** Required action A **
In the passage about the persuasion campaign below, rewrite the paragraph beginning "Then our hero enters" more briefly, keeping its main facts.
** Required action B **
Echo the part of the passage about the persuasion campaign between "A call to positive" and "was discovered today.", inclusive.

Then our hero enters, and decides to coordinate and plan a persuasion campaign to get the rule changed. Here’s how I think this went down.

  • He in advance arranges for various sources to give him a signal boost when the time comes, in various ways.
  • He designs the message for a format that will have maximum reach and be maximally persuasive.
  • This takes the form of an easy to tell physical story, that he pretends to have only discovered now.
  • Since all actual public discourse now takes place on Twitter, it takes the form of a Twitter thread, which I will reproduce here in full.

 A call to positive action.

  1. Starts with a relatable physical story of a boat ride, and a friendly tone.
  2. Tells a (mostly manufactured) story that implies (without saying anything false) how the ride led him to figure these things out, which gives rhetorical cover to everyone else for not knowing about or talking about the problem. We can all decide to pretend this was discovered today.

** Extracted information **
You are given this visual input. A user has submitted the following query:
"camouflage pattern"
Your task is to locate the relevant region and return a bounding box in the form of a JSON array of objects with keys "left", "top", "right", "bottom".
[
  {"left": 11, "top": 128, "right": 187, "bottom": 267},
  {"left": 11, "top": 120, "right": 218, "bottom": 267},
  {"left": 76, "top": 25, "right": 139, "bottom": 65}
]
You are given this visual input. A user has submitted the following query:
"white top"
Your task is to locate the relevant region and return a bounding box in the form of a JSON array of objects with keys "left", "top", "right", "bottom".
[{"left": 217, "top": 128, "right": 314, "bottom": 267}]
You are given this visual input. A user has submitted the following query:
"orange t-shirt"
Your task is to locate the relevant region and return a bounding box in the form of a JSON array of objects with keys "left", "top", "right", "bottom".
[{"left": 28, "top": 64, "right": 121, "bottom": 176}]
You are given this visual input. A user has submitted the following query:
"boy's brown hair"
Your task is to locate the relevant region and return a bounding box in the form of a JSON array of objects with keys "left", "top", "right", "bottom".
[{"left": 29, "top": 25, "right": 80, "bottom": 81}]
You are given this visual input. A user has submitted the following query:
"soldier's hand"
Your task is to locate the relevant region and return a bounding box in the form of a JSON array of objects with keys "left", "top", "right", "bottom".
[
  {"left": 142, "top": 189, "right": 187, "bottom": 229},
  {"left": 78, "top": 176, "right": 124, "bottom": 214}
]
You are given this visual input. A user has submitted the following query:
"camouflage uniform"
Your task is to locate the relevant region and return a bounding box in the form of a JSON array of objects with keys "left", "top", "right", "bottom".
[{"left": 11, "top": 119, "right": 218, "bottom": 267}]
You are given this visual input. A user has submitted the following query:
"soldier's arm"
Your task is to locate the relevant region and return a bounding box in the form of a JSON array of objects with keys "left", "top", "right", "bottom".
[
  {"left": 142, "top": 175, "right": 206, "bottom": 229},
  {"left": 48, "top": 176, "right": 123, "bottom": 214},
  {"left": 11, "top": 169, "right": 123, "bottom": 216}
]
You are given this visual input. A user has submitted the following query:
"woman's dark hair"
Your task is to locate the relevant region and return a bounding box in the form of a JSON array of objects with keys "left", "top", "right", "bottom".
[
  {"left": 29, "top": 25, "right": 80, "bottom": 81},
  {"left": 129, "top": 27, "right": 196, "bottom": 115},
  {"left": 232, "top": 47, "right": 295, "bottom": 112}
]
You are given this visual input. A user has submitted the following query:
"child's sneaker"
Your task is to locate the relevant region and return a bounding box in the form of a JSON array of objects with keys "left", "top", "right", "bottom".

** Your solution A **
Our hero arrives and plans a coordinated persuasion campaign to get the rule changed. Here's my take on how it went.

** Your solution B **
A call to positive action.

  1. Starts with a relatable physical story of a boat ride, and a friendly tone.
  2. Tells a (mostly manufactured) story that implies (without saying anything false) how the ride led him to figure these things out, which gives rhetorical cover to everyone else for not knowing about or talking about the problem. We can all decide to pretend this was discovered today.